> **Task prompt**:
Copy every line of the data below without changing anything.

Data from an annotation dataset
>>
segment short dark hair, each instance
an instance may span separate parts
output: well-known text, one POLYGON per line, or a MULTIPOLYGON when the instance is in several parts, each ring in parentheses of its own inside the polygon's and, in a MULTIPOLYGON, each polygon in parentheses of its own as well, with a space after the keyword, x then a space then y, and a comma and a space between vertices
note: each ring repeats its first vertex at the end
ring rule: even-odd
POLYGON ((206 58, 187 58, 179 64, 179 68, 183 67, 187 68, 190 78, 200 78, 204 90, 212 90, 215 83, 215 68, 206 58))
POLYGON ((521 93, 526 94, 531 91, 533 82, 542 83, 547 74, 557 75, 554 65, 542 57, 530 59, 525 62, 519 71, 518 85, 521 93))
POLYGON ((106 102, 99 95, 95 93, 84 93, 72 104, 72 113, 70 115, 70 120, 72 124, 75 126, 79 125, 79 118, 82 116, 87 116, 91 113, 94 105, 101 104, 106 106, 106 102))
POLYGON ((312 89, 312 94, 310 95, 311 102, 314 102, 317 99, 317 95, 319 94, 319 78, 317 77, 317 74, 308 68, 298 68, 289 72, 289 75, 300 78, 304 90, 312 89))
<<
> **Result of the exercise**:
segment short dark hair, each instance
an instance may span separate parts
output: well-known text, one POLYGON per line, or a MULTIPOLYGON when the instance is in several parts, each ring in parentheses of its own inside the polygon's and, in a MULTIPOLYGON, each polygon in parentheses of its own as well, with a space after the keyword, x then a space then y, and a comma and a space between vertices
note: each ring repeats its first vertex at the end
ring rule: even-odd
POLYGON ((206 58, 187 58, 179 64, 179 68, 183 67, 187 68, 190 78, 200 78, 204 90, 212 90, 215 83, 215 68, 206 58))
POLYGON ((521 93, 526 94, 531 91, 533 82, 542 83, 547 74, 557 75, 554 65, 542 57, 530 59, 525 62, 519 71, 518 85, 521 93))
POLYGON ((106 102, 99 95, 95 93, 84 93, 72 104, 72 113, 70 115, 70 120, 72 124, 75 126, 79 125, 79 118, 82 116, 87 116, 91 113, 94 105, 101 104, 106 106, 106 102))
POLYGON ((312 89, 312 94, 310 95, 311 102, 314 102, 317 99, 317 95, 319 94, 319 78, 317 77, 317 74, 308 68, 298 68, 289 72, 289 75, 300 78, 304 90, 312 89))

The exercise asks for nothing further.